# Start of RECORDED DATA

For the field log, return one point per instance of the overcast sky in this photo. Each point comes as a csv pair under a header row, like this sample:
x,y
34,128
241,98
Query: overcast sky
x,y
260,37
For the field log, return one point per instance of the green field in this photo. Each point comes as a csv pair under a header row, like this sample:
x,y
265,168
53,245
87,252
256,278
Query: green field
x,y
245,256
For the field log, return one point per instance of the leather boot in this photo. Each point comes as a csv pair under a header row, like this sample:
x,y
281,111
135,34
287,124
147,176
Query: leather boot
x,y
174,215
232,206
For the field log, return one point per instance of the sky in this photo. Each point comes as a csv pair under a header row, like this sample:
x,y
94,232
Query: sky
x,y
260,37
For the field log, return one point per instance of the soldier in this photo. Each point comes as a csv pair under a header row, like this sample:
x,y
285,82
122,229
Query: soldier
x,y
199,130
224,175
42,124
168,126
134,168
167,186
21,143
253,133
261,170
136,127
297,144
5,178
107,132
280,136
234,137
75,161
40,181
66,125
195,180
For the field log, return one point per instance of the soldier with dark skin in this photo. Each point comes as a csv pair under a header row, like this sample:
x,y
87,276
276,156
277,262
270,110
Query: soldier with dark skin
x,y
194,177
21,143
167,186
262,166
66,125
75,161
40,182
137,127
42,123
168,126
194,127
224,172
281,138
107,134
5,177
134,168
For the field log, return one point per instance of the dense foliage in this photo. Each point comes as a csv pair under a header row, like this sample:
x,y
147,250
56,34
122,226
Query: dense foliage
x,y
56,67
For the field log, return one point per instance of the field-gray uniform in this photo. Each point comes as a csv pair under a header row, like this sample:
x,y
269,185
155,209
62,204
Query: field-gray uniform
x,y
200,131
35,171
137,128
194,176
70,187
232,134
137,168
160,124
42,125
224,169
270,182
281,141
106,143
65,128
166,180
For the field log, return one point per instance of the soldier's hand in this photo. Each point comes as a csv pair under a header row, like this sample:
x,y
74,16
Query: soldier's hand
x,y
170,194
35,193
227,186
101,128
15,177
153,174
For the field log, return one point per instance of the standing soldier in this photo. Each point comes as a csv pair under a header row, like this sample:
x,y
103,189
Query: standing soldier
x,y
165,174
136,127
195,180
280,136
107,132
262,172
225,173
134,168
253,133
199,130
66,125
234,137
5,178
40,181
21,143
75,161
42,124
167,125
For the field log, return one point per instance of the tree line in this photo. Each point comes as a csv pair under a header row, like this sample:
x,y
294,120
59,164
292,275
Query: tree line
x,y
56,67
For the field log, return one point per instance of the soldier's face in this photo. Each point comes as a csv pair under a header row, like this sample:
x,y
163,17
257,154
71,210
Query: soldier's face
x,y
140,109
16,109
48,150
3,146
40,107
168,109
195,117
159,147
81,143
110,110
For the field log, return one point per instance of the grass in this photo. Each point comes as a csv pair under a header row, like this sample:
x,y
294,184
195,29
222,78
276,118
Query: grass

# End of RECORDED DATA

= EXERCISE INSTRUCTIONS =
Carry everything from the line containing "of the standing" down to the end of the material into your reply. Add 66 to each x and y coordinate in the answer points, and leave everything else unchanged.

= TASK ANSWER =
For the field log, return one point per instance of the standing soldier in this photo. Each point comes as a csv pair under a header row, like this sample:
x,y
103,189
Query: standing soldier
x,y
231,240
202,193
261,246
346,202
173,198
328,238
291,239
200,234
319,199
265,196
132,191
300,203
71,244
106,247
87,209
141,227
108,190
233,191
For the field log, return one point per instance of the tree line in this photo. Each point comes as a csv pair under a header row, like this sample:
x,y
294,120
59,164
292,275
Query: tree line
x,y
122,133
For the field log, return one point per instance of the soldier's face in this photo. Each point comes as a csv pair under a header row, like this sample:
x,y
163,17
257,154
71,210
Query: soldier's face
x,y
206,175
82,175
114,216
69,212
106,173
234,175
261,183
225,213
147,209
176,176
For the field log, return one point per instance of the grass in this photo. Each point comes as a csv pair under a header row, like this sample:
x,y
294,184
195,29
222,78
276,118
Query: grass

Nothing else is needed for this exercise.